START MATERIAL PROVIDED

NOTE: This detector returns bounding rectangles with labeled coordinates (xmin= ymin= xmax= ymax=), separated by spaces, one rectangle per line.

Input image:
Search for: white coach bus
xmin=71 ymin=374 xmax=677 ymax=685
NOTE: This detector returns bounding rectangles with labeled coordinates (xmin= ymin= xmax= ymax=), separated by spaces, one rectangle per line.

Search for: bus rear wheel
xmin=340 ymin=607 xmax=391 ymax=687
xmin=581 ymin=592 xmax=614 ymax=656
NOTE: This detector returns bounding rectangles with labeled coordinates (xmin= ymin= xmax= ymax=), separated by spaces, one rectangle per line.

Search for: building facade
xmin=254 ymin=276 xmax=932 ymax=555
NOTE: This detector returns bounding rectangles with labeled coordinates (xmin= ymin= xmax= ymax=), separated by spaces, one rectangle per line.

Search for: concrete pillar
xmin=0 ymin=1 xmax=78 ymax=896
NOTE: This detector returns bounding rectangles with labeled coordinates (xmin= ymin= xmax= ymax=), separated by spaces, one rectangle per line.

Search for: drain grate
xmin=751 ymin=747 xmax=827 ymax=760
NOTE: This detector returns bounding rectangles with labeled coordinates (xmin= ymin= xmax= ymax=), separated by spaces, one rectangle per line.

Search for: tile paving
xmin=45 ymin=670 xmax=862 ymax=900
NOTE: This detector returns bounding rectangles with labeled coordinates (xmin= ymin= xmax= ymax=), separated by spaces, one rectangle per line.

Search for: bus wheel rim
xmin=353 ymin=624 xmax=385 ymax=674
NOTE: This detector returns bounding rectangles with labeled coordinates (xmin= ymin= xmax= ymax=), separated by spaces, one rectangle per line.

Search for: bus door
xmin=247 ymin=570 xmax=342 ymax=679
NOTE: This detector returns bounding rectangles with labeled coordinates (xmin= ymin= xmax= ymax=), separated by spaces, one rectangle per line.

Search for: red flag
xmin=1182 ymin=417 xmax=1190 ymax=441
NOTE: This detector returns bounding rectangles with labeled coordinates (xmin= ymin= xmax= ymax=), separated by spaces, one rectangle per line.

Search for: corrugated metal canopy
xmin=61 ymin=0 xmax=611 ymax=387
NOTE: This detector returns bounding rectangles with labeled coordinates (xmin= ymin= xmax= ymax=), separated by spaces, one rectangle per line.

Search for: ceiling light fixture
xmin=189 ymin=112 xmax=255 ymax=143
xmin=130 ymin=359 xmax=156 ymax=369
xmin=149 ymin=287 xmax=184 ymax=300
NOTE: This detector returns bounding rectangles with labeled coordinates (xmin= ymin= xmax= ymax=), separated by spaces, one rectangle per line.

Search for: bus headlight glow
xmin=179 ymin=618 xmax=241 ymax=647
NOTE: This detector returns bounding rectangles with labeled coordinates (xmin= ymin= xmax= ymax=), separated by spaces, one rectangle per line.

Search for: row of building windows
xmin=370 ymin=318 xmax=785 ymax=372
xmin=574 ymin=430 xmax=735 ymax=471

END MATERIAL PROVIDED

TO DO.
Could you return all the data above exactly as it appears?

ANSWER TO THIS EXERCISE.
NOTE: This detector returns bounding rectangles with labeled coordinates (xmin= ymin= xmax= ymax=), separated by spaces, one rectangle per line.

Input image:
Search for: white coach bus
xmin=71 ymin=374 xmax=677 ymax=685
NOTE: This detector returns bounding rectangles with labeled coordinates (xmin= ymin= xmax= ymax=), separated by spaces, one rectangle per line.

Search for: bus rear wheel
xmin=340 ymin=607 xmax=391 ymax=687
xmin=581 ymin=592 xmax=614 ymax=656
NOTE: This detector returns bounding rectangles with labeled coordinates (xmin= ymin= xmax= ymax=), separated by spaces, one rectangle per line.

Search for: building facade
xmin=254 ymin=276 xmax=932 ymax=555
NOTE: This detector returns bounding rectangles with labeled coordinates (xmin= ymin= xmax= ymax=), separated by spaces, one rectangle per line.

Search for: concrete pillar
xmin=0 ymin=1 xmax=78 ymax=896
NOTE: This detector returns bounding rectangles with labeled coordinates (xmin= ymin= xmax= ymax=), separated by spaces, one rectangle per line.

Search for: drain grate
xmin=751 ymin=747 xmax=827 ymax=760
NOTE: This detector returns bounding rectangles with labeled coordinates (xmin= ymin= xmax= ymax=), separated by spaces, one rectangle per line.

Search for: tile paving
xmin=45 ymin=670 xmax=862 ymax=900
NOTE: This detector returns bounding rectangles with labeled coordinates (xmin= ymin= xmax= ymax=), separated by spaces, one rectangle per line.

Search for: bus wheel rim
xmin=353 ymin=624 xmax=385 ymax=674
NOTE: This detector returns bounding rectangles with labeled coordinates (xmin= ymin= xmax= ymax=), separated by spaces, one rectangle per line.

Search for: bus door
xmin=247 ymin=570 xmax=342 ymax=679
NOTE: This detector returns bounding rectangles with labeled coordinates (xmin= ymin= xmax= ymax=), separated by spaces, one rectangle per line.

Search for: red flag
xmin=1182 ymin=417 xmax=1190 ymax=441
NOTE: This detector returns bounding rectangles with labeled coordinates (xmin= ymin= xmax= ymax=), separated by spaces, one rectangle per line.

Search for: corrugated metal canopy
xmin=61 ymin=0 xmax=611 ymax=387
NOTE: This detector returns bounding rectangles with labeled coordinates (xmin= ymin= xmax= ymax=), separated by spaces, one rectangle per line.

Search for: ceiling light fixture
xmin=189 ymin=112 xmax=255 ymax=143
xmin=130 ymin=359 xmax=156 ymax=369
xmin=149 ymin=287 xmax=184 ymax=300
NOTE: This detector returns bounding rectangles with labeled coordinates (xmin= ymin= xmax= ymax=), separated by spaces, one rectangle per line.

Search for: bus headlight glow
xmin=179 ymin=618 xmax=241 ymax=647
NOTE: This detector returns bounding rectangles with labeled coordinates (xmin= ymin= xmax= ymax=), separated by spaces, one rectangle per line.

Search for: row of building windows
xmin=370 ymin=318 xmax=785 ymax=372
xmin=574 ymin=430 xmax=735 ymax=471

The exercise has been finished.